The clinical utility of network analysis is still uncertain
A paper published in the current issue of Psychotherapy and Psychosomatics, provides a careful analysis of network analysis, a new methodology for understanding psychiatric symptoms.
Network analysis is an analytical tool that allows one to explore the map of connections and eventual dynamic influences among symptoms and other elements of mental disorders. In recent years, the use of network analysis in psychopathology has rapidly grown, which calls for a systematic and critical analysis of its clinical utility.
This systematic review of published empirical studies applying network analysis in psychopathology showed that network analysis has been applied in a plethora of mental disorders in adults (i.e., 13 studies on anxiety disorders; 19 on mood disorders; 7 on psychosis; 1 on substance abuse; 1 on borderline personality disorder; 18 on the association of symptoms between disorders), and 6 on childhood and adolescence.

Extracted data entries
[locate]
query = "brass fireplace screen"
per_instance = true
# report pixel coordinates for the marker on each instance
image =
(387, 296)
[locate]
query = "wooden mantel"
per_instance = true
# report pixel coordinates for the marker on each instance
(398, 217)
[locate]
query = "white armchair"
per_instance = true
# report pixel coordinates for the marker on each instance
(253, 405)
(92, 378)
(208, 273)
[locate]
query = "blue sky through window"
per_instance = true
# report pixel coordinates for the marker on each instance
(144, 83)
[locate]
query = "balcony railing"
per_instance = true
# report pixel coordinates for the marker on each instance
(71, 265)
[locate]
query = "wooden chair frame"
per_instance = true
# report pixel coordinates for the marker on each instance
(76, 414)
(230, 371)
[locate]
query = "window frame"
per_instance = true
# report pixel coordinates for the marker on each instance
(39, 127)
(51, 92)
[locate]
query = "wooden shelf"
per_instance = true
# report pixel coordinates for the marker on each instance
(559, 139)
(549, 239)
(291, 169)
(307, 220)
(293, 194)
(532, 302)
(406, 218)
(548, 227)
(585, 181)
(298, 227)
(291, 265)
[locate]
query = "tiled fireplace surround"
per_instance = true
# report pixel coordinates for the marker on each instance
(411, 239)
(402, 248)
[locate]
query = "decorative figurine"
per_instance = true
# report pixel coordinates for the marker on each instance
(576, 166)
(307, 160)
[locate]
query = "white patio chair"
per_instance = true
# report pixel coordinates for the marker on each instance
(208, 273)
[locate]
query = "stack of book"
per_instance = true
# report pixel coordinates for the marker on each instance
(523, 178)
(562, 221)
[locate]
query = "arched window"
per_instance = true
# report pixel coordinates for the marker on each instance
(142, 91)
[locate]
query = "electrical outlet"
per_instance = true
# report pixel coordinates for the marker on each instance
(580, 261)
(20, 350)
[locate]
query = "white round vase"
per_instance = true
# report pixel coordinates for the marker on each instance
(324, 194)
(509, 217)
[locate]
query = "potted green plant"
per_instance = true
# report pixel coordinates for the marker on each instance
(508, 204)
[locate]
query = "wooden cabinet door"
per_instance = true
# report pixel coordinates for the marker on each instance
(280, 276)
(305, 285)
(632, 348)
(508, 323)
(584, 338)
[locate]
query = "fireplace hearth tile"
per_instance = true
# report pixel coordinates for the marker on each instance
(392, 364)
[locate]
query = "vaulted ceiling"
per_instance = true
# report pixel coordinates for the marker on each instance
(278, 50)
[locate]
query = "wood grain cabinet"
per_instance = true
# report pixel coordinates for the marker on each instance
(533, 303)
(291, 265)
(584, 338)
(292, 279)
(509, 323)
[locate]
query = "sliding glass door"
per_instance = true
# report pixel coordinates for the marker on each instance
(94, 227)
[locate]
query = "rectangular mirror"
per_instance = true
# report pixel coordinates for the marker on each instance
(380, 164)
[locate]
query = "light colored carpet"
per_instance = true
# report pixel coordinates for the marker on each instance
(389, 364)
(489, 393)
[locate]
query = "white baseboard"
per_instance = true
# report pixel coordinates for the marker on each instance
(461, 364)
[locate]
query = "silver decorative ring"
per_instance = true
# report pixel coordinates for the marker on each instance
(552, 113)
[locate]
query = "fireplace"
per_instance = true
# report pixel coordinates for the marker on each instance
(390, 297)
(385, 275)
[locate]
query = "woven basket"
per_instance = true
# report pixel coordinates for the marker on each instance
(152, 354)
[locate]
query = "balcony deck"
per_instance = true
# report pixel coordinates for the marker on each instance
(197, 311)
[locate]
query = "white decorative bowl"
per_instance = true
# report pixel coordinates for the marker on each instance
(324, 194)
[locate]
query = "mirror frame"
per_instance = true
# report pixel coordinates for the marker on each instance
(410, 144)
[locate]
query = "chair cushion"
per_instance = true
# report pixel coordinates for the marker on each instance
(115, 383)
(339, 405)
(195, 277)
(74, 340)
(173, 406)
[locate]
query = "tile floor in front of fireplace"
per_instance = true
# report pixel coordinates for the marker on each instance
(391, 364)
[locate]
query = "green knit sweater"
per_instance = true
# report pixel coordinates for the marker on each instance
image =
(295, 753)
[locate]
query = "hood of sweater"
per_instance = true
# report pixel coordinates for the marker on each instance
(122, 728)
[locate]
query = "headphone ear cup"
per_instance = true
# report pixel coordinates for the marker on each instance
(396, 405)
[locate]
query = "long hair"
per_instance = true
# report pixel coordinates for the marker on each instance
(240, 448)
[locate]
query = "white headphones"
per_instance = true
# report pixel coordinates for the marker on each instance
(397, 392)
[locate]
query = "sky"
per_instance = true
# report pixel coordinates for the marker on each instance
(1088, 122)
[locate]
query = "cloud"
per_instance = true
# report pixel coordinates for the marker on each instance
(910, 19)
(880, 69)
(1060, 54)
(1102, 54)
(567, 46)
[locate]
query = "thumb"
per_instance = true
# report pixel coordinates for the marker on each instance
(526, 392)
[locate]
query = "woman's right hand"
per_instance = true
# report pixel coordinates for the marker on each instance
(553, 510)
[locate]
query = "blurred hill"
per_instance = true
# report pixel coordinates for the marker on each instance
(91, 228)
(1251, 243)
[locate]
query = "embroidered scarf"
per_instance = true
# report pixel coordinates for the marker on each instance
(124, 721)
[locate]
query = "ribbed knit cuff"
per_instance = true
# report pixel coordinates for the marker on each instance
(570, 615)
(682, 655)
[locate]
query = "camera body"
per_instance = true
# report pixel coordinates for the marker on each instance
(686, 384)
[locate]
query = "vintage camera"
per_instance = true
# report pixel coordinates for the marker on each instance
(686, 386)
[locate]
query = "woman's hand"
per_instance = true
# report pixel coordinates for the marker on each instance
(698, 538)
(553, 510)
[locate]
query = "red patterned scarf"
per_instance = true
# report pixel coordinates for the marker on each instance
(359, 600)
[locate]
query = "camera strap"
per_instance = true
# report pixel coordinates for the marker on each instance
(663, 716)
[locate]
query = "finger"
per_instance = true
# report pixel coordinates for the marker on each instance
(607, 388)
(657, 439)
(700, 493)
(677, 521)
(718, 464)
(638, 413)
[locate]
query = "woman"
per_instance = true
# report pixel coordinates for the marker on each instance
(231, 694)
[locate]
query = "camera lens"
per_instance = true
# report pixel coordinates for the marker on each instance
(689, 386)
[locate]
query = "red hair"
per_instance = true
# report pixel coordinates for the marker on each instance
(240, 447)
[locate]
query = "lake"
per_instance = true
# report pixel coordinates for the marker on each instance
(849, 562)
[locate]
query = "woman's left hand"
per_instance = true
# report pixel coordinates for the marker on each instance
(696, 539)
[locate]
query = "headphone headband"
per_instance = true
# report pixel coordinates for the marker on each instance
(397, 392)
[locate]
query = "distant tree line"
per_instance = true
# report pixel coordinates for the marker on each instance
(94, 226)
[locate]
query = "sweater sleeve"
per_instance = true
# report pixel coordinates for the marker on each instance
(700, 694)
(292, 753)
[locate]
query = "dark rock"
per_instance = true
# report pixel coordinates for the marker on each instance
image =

#### [Tasks and exercises]
A. Translate this sentence from the network analysis article into Spanish: "Network analysis is an analytical tool that allows one to explore the map of connections and eventual dynamic influences among symptoms and other elements of mental disorders."
B. List every mental disorder in adults for which the network analysis article gives a number of studies, along with that number.
C. Continue the network analysis article with a further paragraph.

#### [Outputs for the tasks]
A. El análisis de redes es una herramienta analítica que permite explorar el mapa de conexiones y las eventuales influencias dinámicas entre los síntomas y otros elementos de los trastornos mentales.

B.
- Anxiety disorders: 13
- Mood disorders: 19
- Psychosis: 7
- Substance abuse: 1
- Borderline personality disorder: 1

C.
A critical examination of the results of each study suggests that network analysis helps to identify, in an innovative way, important aspects of psychopathology like the centrality of the symptoms in a given disorder as well as the mutual dynamics among symptoms. Yet, despite these promising results, the clinical utility of network analysis is still uncertain as there are important limitations on the analytic procedures (e.g., reliability of indices), the type of data included (e.g., typically restricted to secondary analysis of already published data), and ultimately, the psychometric and clinical validity of the results.